[Records for this task Boundary: Start]
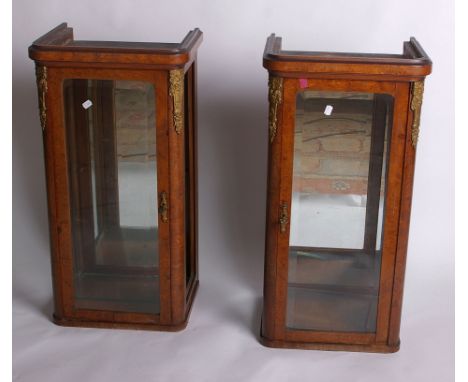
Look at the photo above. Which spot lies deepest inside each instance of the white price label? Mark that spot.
(87, 104)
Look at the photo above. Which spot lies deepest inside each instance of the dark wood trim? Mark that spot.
(58, 45)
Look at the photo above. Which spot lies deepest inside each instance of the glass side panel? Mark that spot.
(189, 179)
(111, 144)
(339, 165)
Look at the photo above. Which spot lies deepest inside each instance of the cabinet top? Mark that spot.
(413, 64)
(58, 47)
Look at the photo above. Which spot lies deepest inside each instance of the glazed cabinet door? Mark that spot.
(334, 209)
(109, 156)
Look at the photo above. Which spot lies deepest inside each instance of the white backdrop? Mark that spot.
(220, 341)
[Records for this task Boundary: End]
Aim of the task ▸ Reproduce every record in full. Leave out the images.

Solved exercise ▸
Look at the photo above. Which spot lies deepest inside each instance of the white price label? Mark that spot.
(87, 104)
Look at the photo above. Which spot lies deepest inside each instance of the dark wood trim? Mark that spot.
(58, 45)
Look at the photo above. Which spot lies deepest inside each instance of the glass side panel? Mark that spot.
(189, 179)
(111, 144)
(339, 165)
Look at the photo above. Which spot lies deepest inside each instance of the cabinet top? Mark that spot.
(413, 64)
(58, 47)
Look at the photo above. Which spot lies deepest inside each instance of the glazed cabinet door? Mark that spot.
(334, 209)
(109, 156)
Look at the photo above. Which spot lies deepest inside each instance of the white backdrop? Mark that spot.
(220, 341)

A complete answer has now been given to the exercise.